# EXTRACTED MATERIAL

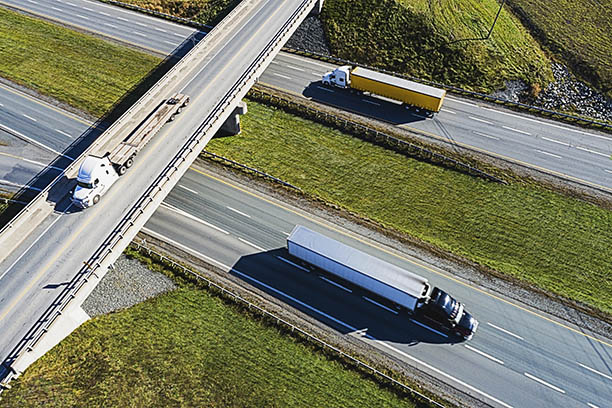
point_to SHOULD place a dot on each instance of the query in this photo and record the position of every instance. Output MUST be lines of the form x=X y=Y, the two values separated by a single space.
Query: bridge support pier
x=317 y=8
x=231 y=126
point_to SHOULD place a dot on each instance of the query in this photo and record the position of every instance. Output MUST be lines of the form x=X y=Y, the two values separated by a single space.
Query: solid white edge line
x=480 y=120
x=367 y=299
x=442 y=373
x=281 y=75
x=252 y=244
x=292 y=263
x=505 y=331
x=193 y=217
x=188 y=189
x=428 y=328
x=237 y=211
x=482 y=353
x=533 y=377
x=516 y=130
x=594 y=371
x=331 y=282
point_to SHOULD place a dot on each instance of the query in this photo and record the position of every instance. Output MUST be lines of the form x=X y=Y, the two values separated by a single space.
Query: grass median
x=559 y=244
x=74 y=68
x=188 y=348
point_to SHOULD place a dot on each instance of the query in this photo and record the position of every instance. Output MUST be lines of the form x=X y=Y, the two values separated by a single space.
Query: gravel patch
x=310 y=36
x=129 y=283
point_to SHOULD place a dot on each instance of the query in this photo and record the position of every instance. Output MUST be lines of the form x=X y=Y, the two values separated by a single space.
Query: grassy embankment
x=188 y=348
x=78 y=69
x=559 y=244
x=579 y=32
x=399 y=34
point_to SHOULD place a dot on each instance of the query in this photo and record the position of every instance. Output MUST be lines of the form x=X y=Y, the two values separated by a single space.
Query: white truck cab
x=95 y=177
x=339 y=77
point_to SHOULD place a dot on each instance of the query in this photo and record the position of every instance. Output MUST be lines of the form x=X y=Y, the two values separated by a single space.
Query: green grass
x=188 y=348
x=579 y=32
x=398 y=34
x=74 y=68
x=559 y=244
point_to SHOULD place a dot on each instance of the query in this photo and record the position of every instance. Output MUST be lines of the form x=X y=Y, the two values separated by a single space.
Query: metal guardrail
x=251 y=169
x=141 y=247
x=111 y=246
x=373 y=135
x=464 y=92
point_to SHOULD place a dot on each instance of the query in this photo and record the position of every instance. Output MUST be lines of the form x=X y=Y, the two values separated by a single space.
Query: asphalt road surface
x=567 y=151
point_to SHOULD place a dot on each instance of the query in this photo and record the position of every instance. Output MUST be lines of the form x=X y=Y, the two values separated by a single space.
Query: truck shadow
x=72 y=151
x=371 y=106
x=328 y=300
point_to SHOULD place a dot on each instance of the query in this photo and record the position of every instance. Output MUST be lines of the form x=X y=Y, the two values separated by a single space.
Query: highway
x=564 y=150
x=518 y=357
x=232 y=227
x=33 y=275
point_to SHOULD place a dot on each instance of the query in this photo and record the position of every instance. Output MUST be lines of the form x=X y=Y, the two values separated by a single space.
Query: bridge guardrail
x=128 y=226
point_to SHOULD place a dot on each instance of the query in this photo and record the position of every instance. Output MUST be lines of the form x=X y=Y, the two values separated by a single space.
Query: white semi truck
x=403 y=289
x=97 y=174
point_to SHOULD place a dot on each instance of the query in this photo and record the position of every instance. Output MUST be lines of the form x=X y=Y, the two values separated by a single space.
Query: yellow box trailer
x=399 y=89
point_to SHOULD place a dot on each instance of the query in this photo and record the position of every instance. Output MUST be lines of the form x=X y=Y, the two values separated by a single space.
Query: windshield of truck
x=85 y=185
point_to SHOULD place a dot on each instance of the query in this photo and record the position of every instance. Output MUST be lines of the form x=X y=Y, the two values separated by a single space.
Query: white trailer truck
x=403 y=289
x=97 y=174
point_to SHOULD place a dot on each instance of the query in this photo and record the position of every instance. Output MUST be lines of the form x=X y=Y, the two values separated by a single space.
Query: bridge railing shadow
x=53 y=172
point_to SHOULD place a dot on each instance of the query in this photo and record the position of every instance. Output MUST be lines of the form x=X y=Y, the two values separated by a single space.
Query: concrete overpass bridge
x=52 y=254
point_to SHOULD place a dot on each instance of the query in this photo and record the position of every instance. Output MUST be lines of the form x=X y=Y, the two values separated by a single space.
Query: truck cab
x=445 y=311
x=339 y=77
x=95 y=177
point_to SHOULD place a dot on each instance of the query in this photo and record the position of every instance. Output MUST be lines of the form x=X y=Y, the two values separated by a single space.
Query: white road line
x=29 y=117
x=533 y=377
x=63 y=133
x=294 y=68
x=34 y=243
x=480 y=120
x=335 y=284
x=516 y=130
x=371 y=102
x=10 y=183
x=505 y=331
x=237 y=211
x=188 y=189
x=592 y=151
x=549 y=154
x=485 y=135
x=595 y=371
x=440 y=372
x=367 y=299
x=192 y=217
x=428 y=328
x=281 y=75
x=293 y=263
x=325 y=89
x=556 y=141
x=251 y=244
x=482 y=353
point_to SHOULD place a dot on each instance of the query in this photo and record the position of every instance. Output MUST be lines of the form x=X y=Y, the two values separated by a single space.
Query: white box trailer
x=366 y=271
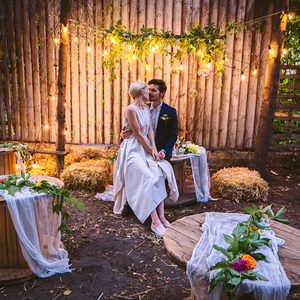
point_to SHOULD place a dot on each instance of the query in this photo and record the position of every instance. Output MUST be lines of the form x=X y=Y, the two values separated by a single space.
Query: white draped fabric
x=37 y=229
x=201 y=175
x=204 y=256
x=138 y=179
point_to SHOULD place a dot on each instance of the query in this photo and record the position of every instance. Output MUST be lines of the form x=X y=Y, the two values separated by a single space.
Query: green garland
x=61 y=197
x=241 y=254
x=208 y=44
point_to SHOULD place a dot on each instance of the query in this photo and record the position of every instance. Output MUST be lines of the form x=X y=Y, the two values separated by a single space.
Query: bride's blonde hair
x=135 y=88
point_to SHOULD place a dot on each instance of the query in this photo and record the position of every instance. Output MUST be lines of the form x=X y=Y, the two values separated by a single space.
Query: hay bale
x=239 y=184
x=92 y=175
x=42 y=164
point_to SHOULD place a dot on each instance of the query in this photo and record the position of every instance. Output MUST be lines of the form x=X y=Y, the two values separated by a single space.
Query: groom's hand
x=126 y=133
x=161 y=154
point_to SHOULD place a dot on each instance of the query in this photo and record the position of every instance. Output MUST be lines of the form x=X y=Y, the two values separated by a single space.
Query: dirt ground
x=119 y=258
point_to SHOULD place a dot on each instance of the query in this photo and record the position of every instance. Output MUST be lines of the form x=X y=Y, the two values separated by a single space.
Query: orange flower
x=251 y=262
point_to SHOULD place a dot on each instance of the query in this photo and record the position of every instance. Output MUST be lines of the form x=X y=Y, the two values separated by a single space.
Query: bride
x=140 y=176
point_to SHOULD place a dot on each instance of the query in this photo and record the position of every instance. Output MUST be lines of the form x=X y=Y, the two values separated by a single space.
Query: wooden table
x=13 y=267
x=183 y=235
x=186 y=193
x=7 y=162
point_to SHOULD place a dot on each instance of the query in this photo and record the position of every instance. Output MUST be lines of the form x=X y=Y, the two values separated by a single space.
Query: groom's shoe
x=160 y=230
x=167 y=224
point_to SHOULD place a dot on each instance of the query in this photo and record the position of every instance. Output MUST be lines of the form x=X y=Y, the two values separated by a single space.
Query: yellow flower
x=251 y=262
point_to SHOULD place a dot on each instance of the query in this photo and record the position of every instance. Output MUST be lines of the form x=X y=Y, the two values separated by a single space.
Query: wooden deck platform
x=181 y=238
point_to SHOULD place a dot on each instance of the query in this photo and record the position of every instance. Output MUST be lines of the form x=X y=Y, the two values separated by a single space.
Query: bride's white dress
x=138 y=179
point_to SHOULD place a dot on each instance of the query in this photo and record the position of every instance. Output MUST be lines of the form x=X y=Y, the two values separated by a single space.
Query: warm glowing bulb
x=291 y=16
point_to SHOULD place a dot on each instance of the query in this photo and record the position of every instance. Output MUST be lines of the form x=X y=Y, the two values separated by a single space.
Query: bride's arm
x=131 y=117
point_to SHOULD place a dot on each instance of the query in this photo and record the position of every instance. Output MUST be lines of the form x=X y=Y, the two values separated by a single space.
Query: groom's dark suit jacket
x=166 y=130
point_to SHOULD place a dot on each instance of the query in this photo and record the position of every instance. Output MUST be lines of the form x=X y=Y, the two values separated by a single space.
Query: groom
x=163 y=119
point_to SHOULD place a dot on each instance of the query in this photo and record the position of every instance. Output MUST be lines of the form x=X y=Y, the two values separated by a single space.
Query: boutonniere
x=165 y=117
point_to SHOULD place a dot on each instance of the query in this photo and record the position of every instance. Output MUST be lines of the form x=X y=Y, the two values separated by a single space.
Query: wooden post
x=62 y=79
x=270 y=89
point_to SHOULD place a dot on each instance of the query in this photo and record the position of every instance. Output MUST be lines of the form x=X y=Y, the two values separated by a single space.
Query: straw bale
x=92 y=175
x=238 y=184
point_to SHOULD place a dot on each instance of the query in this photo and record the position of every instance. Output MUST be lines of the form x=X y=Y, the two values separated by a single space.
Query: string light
x=243 y=77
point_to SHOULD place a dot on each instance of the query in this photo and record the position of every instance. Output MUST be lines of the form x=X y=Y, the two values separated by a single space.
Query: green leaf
x=223 y=251
x=235 y=281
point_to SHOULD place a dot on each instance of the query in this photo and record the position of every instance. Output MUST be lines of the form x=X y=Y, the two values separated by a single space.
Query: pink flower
x=240 y=266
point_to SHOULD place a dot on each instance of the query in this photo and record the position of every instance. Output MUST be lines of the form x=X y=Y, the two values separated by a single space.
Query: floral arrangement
x=61 y=197
x=184 y=147
x=242 y=253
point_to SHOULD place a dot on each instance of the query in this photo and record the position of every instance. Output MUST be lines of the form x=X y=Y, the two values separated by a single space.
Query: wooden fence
x=220 y=111
x=286 y=128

# WORK TO BE COMPLETED
Copy out every line from the one containing "Query: boutonniere" to the end of the material, both ends included.

# YOUR SOLUTION
Query: boutonniere
x=165 y=117
point_to SHOULD place a dot on each instance of the query in this photo and record the position of every instance. Output MUST be lines of the form x=X y=Y, the two values separated by a single space.
Query: wooden post
x=62 y=79
x=270 y=89
point_to SHOULD place a dot on each instance of the query in this photo and record the position of every instance. Output MUST be lines of the form x=X y=Y, the two values separated by a single space.
Query: straw bale
x=92 y=175
x=238 y=184
point_to SHOULD place a dot on each instance of the query in this photo and record the position of every instance. Output MUST be lines of the form x=X y=Y, the two values separated by a single space.
Query: string light
x=243 y=77
point_to SHOULD place a dot on each instance of the query in this photo and record the position of every instance. Output MUST be lines of the form x=X y=Y, the two values separated by a single space.
Query: green leaf
x=223 y=251
x=235 y=281
point_to SHOULD place a dot on each instance of the query in this photo and record the position of every instance. Output MUST be lines of the form x=X y=Y, the two values separated by a single space.
Query: pink flower
x=240 y=266
point_to SHOULD place a dot on each instance of the query in this photo and record the position of every instance. Output MUST be lines of the form x=X y=Y, the two values separated by a single space.
Query: floral arrangement
x=61 y=197
x=184 y=147
x=242 y=253
point_to SHOULD place a dot on each instance of the query in this photo and record the position of every instance. Output MUST be lines of the form x=X y=Y, the two values separated by a single space.
Query: wooden fence
x=220 y=111
x=286 y=128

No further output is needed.